# [Task instructions]
Which lines below contain "exact"? Pull them out.

Data records
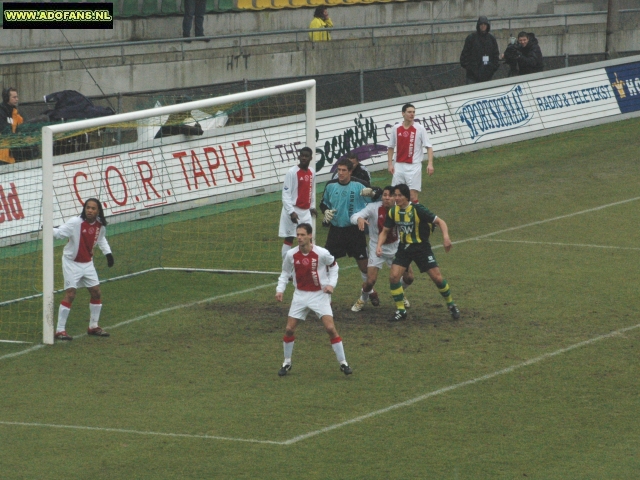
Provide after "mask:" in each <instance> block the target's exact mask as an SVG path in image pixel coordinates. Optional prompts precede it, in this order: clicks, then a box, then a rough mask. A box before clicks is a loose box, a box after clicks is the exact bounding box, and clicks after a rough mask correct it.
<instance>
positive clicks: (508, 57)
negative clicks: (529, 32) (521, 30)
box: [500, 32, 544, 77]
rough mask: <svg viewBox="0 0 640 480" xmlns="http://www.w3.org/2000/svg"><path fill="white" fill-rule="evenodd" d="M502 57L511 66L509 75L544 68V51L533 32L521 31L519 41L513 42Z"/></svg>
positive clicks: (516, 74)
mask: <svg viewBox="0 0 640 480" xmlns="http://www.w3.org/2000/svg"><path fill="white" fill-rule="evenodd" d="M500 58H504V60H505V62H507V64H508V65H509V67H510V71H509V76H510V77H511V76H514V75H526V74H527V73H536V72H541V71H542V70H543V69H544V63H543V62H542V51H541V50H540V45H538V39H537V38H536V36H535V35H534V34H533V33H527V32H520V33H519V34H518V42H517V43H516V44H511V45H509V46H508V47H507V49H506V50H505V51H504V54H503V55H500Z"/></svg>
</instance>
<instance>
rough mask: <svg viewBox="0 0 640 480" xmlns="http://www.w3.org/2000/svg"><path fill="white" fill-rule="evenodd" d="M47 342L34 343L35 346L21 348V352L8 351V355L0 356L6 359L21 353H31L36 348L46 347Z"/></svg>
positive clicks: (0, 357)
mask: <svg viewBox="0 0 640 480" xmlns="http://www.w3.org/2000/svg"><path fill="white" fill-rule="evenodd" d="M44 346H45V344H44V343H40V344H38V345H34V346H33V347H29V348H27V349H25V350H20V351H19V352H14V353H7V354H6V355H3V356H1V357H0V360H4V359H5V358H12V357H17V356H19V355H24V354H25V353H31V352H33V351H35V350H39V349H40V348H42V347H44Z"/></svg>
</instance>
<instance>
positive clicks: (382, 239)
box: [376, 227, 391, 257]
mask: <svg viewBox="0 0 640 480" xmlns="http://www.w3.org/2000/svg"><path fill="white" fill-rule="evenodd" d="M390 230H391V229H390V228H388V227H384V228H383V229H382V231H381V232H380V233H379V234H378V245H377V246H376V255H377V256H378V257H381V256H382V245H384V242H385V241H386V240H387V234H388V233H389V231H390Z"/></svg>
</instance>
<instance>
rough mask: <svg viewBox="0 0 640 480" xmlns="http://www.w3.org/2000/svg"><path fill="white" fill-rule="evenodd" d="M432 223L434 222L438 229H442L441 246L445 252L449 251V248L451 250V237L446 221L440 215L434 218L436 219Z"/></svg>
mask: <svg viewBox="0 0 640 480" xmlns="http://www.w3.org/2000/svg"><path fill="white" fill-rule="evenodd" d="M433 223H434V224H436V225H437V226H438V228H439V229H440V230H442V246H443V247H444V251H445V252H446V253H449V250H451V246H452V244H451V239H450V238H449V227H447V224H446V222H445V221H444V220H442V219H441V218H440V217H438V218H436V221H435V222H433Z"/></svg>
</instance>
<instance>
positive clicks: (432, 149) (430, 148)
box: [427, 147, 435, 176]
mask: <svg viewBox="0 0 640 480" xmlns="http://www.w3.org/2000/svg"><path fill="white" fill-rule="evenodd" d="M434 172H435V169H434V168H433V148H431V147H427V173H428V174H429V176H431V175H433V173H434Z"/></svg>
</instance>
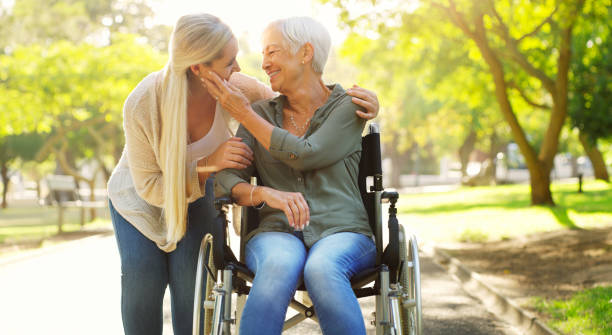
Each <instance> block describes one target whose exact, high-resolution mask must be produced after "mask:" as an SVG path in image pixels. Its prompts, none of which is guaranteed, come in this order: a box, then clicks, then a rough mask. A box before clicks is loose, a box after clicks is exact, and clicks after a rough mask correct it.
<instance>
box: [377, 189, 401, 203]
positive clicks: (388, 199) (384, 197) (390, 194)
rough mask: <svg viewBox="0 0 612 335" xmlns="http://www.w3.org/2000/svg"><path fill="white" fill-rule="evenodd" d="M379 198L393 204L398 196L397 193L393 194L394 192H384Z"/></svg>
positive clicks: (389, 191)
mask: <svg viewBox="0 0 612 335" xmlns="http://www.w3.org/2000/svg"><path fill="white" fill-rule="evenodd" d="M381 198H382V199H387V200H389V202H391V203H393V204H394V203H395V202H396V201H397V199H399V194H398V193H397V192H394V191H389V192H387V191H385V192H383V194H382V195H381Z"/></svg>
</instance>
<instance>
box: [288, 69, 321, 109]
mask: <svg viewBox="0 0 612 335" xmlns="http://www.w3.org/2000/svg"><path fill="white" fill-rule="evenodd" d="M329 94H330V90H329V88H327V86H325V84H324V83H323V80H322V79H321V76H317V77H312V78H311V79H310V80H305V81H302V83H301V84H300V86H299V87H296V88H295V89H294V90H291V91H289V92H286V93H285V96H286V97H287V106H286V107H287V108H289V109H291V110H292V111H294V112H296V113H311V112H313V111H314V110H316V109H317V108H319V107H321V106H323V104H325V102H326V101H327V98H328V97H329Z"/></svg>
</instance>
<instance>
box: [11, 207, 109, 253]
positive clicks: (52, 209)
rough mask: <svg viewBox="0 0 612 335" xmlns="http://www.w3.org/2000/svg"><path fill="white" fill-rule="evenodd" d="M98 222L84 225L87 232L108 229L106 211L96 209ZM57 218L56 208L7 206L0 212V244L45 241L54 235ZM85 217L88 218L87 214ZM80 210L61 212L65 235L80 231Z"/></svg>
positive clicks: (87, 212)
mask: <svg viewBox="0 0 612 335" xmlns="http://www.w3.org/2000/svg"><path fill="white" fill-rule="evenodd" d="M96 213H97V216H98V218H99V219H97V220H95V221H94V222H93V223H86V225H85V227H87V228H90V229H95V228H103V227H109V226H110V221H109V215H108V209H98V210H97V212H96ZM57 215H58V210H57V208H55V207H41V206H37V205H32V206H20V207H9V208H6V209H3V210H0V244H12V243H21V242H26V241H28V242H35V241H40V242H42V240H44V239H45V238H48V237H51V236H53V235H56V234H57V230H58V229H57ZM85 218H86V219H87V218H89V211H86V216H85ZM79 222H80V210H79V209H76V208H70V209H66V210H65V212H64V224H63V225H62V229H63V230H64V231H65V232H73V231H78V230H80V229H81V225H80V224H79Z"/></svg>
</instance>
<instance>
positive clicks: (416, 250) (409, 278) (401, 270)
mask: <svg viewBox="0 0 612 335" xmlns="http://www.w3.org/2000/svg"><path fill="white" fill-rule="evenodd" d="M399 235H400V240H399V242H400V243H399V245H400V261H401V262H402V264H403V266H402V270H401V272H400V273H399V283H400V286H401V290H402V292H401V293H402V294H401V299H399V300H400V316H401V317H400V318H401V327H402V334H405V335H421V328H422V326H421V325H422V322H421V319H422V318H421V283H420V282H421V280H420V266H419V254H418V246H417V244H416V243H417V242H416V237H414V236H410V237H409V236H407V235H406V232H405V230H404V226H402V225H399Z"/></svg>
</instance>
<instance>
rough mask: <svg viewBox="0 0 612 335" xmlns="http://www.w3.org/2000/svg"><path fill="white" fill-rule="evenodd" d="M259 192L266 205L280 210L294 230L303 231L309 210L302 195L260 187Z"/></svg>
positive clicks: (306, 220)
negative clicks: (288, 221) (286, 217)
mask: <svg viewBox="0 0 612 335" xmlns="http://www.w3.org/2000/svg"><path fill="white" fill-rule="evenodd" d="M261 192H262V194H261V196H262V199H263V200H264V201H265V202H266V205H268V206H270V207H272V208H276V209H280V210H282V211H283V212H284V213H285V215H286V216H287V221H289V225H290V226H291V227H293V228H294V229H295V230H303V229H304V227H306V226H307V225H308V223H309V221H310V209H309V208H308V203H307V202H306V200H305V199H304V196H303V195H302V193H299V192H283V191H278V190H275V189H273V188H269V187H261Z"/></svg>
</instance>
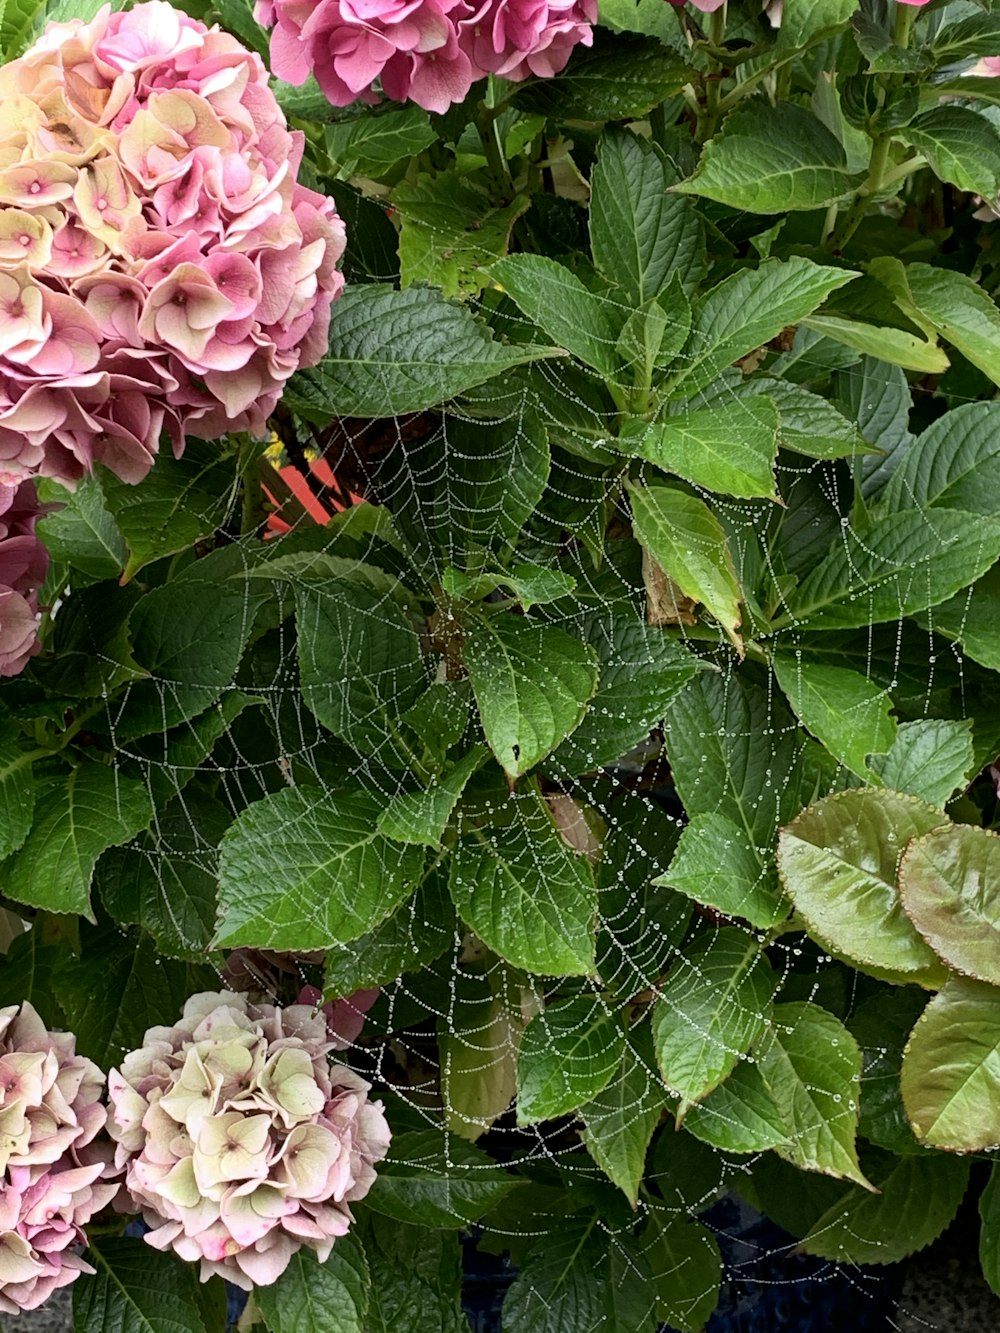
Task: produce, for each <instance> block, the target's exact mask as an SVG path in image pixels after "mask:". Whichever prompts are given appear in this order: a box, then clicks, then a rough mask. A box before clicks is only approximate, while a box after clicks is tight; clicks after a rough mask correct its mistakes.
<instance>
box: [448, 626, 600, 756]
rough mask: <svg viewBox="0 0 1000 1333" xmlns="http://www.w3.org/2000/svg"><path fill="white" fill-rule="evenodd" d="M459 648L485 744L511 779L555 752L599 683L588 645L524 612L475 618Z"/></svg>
==
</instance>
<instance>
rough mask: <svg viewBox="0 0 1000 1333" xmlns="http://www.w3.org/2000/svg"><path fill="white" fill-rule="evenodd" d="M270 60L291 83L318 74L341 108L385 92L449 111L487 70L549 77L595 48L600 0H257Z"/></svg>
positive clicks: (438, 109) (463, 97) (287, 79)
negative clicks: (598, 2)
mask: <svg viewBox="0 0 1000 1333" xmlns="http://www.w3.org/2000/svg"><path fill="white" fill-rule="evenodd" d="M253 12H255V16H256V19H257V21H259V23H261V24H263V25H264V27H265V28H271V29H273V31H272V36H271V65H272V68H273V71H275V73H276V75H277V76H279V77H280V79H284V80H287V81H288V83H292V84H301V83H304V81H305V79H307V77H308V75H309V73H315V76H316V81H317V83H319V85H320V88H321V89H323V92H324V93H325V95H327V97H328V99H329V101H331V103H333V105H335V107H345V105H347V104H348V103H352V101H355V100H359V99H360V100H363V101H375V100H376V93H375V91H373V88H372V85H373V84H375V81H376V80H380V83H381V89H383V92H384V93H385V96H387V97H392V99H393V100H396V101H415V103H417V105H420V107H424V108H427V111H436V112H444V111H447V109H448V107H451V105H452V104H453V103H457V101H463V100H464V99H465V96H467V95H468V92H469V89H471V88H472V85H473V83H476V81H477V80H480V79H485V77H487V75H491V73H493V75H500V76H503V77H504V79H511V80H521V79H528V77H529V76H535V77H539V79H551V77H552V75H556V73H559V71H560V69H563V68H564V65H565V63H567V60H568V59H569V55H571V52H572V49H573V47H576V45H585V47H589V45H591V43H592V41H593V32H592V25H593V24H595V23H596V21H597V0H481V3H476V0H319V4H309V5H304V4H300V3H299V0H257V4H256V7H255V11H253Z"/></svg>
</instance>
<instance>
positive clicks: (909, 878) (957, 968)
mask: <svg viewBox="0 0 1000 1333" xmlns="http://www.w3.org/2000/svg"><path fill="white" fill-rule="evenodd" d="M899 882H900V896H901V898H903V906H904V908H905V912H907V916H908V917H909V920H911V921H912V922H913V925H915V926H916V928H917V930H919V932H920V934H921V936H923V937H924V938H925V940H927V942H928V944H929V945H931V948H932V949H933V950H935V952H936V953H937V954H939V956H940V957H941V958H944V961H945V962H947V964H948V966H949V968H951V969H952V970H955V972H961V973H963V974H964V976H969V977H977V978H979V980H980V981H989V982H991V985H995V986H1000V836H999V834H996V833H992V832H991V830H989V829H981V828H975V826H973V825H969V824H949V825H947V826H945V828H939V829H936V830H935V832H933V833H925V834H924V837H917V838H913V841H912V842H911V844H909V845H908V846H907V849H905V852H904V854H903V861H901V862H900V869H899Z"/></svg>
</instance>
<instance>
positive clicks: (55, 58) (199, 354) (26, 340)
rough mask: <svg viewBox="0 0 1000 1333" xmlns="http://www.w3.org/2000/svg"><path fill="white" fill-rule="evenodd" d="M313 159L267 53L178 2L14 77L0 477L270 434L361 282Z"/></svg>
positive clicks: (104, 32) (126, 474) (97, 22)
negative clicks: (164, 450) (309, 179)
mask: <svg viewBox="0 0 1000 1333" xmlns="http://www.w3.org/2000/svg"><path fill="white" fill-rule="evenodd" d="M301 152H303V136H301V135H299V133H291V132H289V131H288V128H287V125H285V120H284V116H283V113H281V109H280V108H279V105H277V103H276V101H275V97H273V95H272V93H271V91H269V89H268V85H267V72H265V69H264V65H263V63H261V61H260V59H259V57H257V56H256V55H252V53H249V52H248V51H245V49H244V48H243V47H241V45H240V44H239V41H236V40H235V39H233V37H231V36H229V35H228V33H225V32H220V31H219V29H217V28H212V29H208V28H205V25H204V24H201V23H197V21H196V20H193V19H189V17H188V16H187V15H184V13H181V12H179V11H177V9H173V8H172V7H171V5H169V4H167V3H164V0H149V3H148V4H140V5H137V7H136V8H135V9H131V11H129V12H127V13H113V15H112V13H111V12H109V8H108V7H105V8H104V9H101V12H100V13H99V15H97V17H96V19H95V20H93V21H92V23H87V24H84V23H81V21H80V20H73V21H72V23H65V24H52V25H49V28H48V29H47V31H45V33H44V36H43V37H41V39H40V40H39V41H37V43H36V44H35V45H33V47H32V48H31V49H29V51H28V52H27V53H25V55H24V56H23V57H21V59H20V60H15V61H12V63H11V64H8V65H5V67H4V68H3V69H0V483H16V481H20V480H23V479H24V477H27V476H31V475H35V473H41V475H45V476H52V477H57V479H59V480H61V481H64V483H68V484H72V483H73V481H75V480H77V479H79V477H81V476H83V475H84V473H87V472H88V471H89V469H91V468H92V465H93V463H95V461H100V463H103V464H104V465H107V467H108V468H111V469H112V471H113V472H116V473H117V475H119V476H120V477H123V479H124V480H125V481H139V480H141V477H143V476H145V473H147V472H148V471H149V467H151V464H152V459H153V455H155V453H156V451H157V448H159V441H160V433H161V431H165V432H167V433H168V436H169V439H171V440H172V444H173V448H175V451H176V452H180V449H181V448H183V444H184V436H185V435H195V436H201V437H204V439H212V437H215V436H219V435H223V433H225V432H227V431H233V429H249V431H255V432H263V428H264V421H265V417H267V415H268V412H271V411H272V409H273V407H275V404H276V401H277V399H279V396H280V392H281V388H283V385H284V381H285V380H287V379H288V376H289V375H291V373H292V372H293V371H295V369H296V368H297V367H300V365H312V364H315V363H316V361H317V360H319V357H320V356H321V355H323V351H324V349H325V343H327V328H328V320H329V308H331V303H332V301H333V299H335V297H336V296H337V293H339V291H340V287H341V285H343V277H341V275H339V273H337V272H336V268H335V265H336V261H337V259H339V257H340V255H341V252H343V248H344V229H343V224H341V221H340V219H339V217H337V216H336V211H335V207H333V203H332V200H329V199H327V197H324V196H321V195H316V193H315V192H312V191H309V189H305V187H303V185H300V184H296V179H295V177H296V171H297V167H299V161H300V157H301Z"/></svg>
==
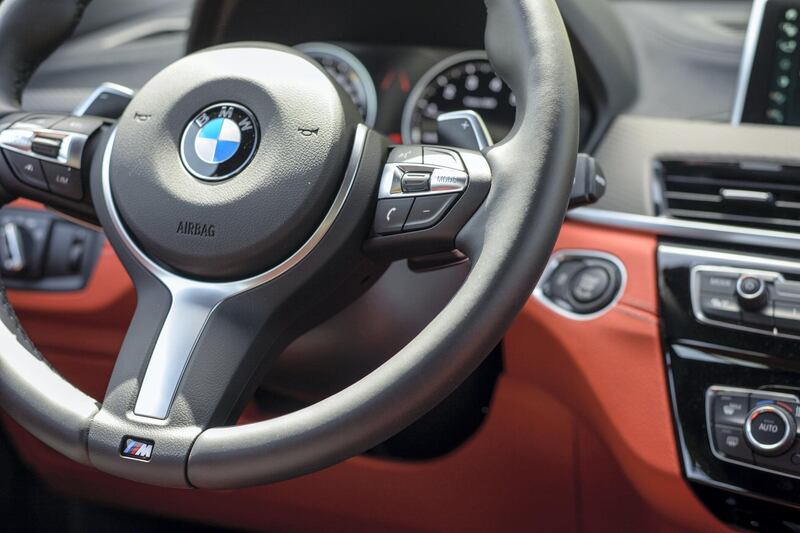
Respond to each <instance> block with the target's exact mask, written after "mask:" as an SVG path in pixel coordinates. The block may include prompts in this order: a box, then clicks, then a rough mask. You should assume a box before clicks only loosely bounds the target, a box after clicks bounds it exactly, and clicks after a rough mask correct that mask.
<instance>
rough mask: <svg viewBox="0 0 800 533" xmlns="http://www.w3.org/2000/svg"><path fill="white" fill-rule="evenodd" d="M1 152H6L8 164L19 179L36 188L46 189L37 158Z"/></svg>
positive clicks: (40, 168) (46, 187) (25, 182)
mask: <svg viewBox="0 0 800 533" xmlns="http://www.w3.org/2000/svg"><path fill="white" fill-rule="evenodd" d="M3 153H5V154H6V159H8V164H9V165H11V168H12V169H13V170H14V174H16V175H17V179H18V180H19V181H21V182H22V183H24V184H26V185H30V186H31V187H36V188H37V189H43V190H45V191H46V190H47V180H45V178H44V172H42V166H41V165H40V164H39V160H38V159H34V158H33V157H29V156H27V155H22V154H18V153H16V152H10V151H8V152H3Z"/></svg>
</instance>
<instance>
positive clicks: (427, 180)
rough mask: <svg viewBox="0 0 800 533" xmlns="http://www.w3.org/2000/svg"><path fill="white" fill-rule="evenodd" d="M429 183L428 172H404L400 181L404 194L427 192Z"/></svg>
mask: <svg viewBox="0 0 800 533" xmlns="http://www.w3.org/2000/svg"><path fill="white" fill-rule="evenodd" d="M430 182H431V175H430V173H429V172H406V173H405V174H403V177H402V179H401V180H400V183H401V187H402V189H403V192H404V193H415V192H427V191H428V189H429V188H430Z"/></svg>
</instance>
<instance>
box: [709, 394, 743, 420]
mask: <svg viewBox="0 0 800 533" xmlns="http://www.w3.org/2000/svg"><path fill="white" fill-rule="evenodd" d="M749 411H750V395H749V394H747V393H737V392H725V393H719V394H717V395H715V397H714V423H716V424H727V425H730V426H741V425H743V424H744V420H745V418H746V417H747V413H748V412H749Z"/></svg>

# [Answer to the problem]
Provide after "mask:" in each <instance> block the target's exact mask as an SVG path in image pixel coordinates. Optional prompts precede it, in this order: clicks, then a box, then a rough mask. A box before clicks is a loose box, a box after clicks is the exact bounding box, and clicks after a rough mask correct it.
Each <instance> block describes one target whose exact, high-resolution mask must be produced after "mask:" as an SVG path in image pixels. Its prompts, none of which is guaranteed, come in this order: a box, then clicks, then a rough mask. A box before clicks is loose, a box after clicks is exact, and clicks after a rough mask correct it.
Task: produce, for each <instance> block, the target's exact mask as an SVG path in image pixels after "mask:". Whichever prompts are given appear in this order: a box, then clicks, then a rough mask. A box before clicks is only approximate, while a box after clicks is tight; clicks after a rough mask correct its mistakes.
Respond to each <instance> block with the target's exact mask, written after "mask:" as an SVG path in pixel coordinates. The block may include prompts in this order: a box, then clicks, then a rough mask. You should assume a box before clicks only loosely bounds the target, a box after clicks bounds it exactly, and clicks after a rough mask correct that mask.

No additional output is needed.